#### Extrait de page
Jean-Louis Murat – « Le monde intérieur »

Septième album de Jean-Louis Murat, « Le moujik et sa femme » (2002) est souvent considéré, avec « Mustango » trois ans plus tôt, comme l’un des deux disques charnières entre les deux grandes périodes dans sa discographie.

Dans une première phase de sa carrière, jusqu’à « Dolores » , Murat avait privilégié une voix, des sonorités et une production relativement froides et hivernales, avec notamment un usage assidu de nappes de synthés qui planent comme un gypaète sur les sommets de son Auvergne natale.

Dans sa deuxième période, Murat s’affranchit des machines et de la technologie et revient à des sons plus bruts et plus charnels, avec des orchestres plus resserrés, où l’acoustique prend plus de place, et qui s’apparentent souvent à la formation de base du rock (batterie, basse, guitares).

Pour ma part, je préfère très largement la première période, car malgré pas mal de tentatives, je n’ai jamais ressenti beaucoup plus qu’un certain ennui en écoutant « Babel » , « Taormina » ou « Grand lièvre » . À mon avis, cela fait un moment que Murat se complaît trop facilement à sortir des chansons composées à la hâte, avec des textes écrits à la va-vite et de plus en plus incompréhensibles, et qu’il pourrait le plus souvent retravailler, voire carrément ranger dans un tiroir. Il fourmille d’idées, l’inspiration bouillonne en lui et jaillit chaque jour, mais côté mise en forme, c’est parfois faible, entre le peut-mieux-faire et un je-m’en-foutisme pas loin d’être assumé.

#### Données fournies

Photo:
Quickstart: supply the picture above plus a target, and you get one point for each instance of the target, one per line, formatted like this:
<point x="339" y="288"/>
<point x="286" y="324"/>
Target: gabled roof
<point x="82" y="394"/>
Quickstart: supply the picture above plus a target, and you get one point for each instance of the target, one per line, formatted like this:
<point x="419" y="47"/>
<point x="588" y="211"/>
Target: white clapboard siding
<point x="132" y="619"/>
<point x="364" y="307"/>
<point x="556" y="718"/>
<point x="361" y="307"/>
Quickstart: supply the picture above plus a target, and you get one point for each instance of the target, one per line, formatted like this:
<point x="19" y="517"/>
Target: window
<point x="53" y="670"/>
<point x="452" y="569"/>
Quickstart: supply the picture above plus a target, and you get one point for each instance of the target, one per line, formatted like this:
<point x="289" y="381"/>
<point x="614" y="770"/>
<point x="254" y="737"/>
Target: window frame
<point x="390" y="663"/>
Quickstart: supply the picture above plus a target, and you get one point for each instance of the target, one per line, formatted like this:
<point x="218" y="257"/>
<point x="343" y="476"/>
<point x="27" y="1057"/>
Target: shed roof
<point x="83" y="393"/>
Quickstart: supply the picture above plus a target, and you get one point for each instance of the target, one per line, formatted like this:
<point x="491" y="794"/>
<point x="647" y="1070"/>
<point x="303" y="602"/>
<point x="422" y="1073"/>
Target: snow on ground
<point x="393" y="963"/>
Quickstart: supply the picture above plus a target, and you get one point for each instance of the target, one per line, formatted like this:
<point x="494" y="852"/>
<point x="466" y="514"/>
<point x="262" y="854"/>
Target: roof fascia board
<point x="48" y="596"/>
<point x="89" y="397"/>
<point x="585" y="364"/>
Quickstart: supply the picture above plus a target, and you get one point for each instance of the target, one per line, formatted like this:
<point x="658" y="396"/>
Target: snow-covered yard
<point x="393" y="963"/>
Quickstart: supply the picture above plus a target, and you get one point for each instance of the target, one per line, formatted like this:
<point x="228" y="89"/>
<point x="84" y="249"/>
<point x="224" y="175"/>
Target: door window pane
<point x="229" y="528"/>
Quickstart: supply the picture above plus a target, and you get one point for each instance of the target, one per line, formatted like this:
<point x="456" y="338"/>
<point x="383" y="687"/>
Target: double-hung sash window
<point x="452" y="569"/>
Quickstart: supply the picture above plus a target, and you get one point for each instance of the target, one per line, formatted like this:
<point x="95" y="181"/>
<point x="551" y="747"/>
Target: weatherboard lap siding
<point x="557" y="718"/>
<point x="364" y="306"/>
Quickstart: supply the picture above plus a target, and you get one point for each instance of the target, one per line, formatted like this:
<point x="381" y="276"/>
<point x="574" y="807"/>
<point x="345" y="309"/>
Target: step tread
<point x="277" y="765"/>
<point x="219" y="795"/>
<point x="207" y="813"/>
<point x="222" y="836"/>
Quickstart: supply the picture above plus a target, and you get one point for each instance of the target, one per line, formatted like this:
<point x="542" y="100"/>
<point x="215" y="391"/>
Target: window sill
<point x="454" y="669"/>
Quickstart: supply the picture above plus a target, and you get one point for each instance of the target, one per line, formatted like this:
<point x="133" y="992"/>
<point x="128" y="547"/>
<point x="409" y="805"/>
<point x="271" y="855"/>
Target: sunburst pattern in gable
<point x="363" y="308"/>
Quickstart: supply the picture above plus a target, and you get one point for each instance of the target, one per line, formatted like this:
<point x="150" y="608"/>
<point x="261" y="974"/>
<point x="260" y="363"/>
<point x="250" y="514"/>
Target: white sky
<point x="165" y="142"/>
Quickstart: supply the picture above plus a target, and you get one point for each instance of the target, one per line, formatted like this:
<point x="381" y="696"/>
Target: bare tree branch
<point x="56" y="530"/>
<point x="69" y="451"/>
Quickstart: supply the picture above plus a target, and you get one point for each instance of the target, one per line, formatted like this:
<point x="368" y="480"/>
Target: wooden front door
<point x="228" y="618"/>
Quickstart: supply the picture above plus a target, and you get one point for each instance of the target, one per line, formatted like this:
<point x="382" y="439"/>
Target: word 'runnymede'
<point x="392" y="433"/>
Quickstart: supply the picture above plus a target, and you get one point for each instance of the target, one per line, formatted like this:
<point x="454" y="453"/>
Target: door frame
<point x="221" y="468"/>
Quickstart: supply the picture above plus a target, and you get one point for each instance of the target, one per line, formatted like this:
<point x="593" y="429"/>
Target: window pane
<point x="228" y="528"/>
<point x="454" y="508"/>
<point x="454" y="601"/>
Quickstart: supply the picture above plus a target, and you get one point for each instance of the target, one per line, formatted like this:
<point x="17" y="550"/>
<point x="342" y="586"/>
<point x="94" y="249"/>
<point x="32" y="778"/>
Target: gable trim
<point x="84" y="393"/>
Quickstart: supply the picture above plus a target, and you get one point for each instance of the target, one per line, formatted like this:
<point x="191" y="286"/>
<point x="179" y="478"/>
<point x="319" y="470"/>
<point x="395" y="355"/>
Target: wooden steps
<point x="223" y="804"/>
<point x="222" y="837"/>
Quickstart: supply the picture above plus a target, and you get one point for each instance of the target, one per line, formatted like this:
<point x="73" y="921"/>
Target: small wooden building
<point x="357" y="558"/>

#### Consigne
Recopiez à l'identique le passage de l'extrait sur Jean-Louis Murat qui va de « Jean-Louis Murat – » jusqu'à « dans sa discographie. » inclus.

#### Réponse
Jean-Louis Murat – « Le monde intérieur »

Septième album de Jean-Louis Murat, « Le moujik et sa femme » (2002) est souvent considéré, avec « Mustango » trois ans plus tôt, comme l’un des deux disques charnières entre les deux grandes périodes dans sa discographie.